■ TEXT PASSAGE ■
******************************
The number of additional bits needed to specify the original program order of individual instructions within a line depends on order reconstruction logic. If n individual instructions can be packed into an expanded instruction line there are n! ways this packing can be performed. The minimum bits required to specify this number of packing is  $\lceil \log_2(n!) \rceil$ , which is 16 bits for an 8 instruction line. If this logic requires more time to reconstruct the instruction order information than conditional branch requires to execute, then it is appropriate to use a less encoded ordering information field. The simplest form is just a bit field attached to each individual instruction specifying its original ordering. This simple encoding uses eight 3 bit fields, for a total of 24 bits in the expanded instruction for original program order information.

When the expander is unable to pack the instruction being expanded into the expanded instruction line because of limited execution units it could simply fill the remaining slots with NOPs. Each expanded instruction would have individual instructions aligned to the required execution units, and achieve the goal of very simple control hardware. However, this is inefficient use of cache memory. A more efficient method of packing the expanded instruction that still preserves the direct execution unit alignment is presented in the next section.
******************************
Saved dataset items:
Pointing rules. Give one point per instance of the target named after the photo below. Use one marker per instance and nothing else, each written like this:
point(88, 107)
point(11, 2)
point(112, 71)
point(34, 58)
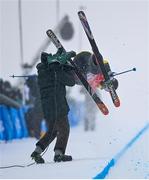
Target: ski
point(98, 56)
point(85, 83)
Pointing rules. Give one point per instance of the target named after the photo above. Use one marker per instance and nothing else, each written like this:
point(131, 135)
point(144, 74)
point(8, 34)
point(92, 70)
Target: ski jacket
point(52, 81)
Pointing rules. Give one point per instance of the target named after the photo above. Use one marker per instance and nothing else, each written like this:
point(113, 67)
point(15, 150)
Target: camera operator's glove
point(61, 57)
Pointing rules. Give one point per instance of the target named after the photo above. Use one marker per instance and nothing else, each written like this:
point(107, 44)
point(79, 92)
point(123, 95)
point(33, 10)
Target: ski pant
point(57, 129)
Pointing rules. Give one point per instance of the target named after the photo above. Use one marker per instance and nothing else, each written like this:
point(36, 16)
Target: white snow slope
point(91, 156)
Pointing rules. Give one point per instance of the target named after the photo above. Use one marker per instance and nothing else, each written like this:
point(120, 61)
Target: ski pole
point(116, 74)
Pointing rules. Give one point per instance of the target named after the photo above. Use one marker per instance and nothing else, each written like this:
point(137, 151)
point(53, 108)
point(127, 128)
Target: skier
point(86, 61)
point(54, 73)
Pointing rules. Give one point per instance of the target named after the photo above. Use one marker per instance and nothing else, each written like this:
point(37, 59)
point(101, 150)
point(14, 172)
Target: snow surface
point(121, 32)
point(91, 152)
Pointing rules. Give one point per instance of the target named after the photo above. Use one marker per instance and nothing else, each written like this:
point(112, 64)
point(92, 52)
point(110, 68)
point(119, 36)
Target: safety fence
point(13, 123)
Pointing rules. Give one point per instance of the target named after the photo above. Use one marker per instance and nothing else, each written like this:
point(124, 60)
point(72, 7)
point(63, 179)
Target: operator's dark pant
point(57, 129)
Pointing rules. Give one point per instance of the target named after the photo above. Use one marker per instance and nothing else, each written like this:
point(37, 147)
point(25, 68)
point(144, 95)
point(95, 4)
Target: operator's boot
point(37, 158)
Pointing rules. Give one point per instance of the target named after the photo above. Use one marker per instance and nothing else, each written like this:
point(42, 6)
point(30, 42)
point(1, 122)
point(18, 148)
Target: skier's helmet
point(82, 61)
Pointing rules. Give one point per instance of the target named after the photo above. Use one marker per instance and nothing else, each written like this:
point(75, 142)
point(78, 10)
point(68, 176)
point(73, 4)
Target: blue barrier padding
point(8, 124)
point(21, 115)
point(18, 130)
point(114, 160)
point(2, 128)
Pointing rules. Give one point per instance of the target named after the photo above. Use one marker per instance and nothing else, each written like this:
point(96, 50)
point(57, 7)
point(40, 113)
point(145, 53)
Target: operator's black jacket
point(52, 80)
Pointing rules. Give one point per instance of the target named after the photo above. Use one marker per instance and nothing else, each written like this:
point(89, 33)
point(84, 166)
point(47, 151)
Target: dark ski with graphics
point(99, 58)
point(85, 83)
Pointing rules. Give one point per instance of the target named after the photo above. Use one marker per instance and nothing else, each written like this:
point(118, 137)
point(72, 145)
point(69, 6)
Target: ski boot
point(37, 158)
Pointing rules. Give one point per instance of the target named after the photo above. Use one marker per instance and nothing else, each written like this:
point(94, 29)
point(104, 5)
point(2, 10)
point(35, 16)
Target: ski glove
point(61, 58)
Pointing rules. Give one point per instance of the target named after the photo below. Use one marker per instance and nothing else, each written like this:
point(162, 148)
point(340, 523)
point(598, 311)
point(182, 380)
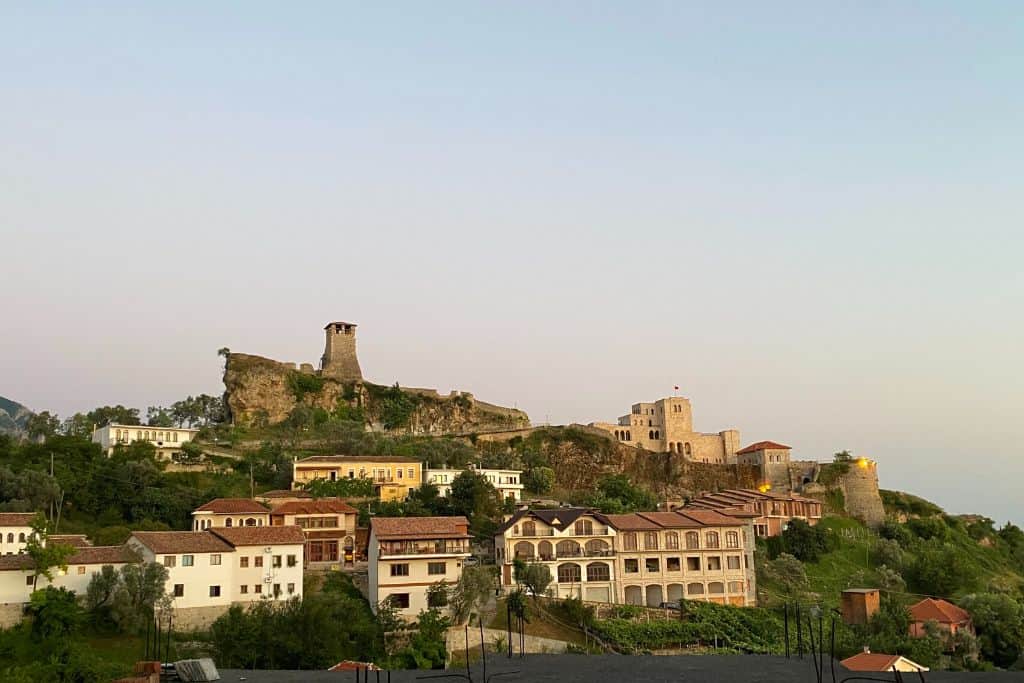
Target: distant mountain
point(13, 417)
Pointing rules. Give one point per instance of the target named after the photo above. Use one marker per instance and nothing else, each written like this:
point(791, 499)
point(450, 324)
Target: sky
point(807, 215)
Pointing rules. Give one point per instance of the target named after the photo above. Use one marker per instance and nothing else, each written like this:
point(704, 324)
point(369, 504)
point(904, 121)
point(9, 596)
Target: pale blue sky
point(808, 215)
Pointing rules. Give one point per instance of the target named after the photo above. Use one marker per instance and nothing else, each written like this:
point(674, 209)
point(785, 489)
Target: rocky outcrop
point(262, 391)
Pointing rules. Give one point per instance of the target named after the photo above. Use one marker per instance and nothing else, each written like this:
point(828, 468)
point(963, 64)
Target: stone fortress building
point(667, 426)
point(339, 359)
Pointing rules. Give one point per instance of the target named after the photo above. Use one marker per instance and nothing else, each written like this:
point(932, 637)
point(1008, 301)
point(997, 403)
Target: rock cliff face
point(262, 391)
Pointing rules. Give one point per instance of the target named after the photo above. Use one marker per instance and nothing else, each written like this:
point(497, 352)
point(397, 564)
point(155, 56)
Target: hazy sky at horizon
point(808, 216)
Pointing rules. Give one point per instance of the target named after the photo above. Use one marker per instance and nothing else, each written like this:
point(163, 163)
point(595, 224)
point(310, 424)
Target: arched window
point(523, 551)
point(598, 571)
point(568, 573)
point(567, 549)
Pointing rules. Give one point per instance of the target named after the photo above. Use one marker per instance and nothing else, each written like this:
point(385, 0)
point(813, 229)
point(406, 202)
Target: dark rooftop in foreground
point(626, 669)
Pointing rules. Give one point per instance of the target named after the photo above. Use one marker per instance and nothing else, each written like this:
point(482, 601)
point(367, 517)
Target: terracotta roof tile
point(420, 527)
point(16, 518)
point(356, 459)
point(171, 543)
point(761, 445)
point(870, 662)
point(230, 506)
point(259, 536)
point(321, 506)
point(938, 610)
******************************
■ WHAT THE EXERCISE ASKS ■
Resume the passage on packing instructions into expanded instruction lines, picking up right after its final sentence.

■ THE RESULT ■
#### 2.5 Expanded Cache Efficiency

Cache efficiency is an important issue for expanded instruction cache machines. The efficiency of the instruction cache is reduced both by the duplication of instructions within the cache and the inserting of NOPs for overcoming data hazards and providing alignment.

Experiments show 10% to 20% increase in required cache size because of duplication of instructions. However, the partial filling of cache lines due to data dependencies leads to a much larger efficiency penalty. The expanded stops packing instruction into a group when it finds a data dependency or resource limitation. On average about 30% of the slots are filled because of data dependency and execution unit alignment requirements for an 8 instruction line. If this factor of 3 inefficiency in cache size could not be mitigated, an expanded instruction cache machine probably would not be competitive with other machine organizations.

*Cycle tagging* is the method used in EPIC to increase cache efficiency. Instead of having each expanded instruction specify only one cycle's worth of execution, each expanded instruction specifies several cycles worth of execution. Each instruction is tagged with the cycle it is to execute.

Alignment to execution units is maintained in the cycle tagged structure. The expander aligns the first cycle's instructions to the appropriate execution units. This achieves the required alignment for the first cycle after a fetch from the expanded cache. Instructions tagged for the second and following execution cycles are placed by the expander into the first available slot in the expanded instruction. This achieves high utilization of the cache line.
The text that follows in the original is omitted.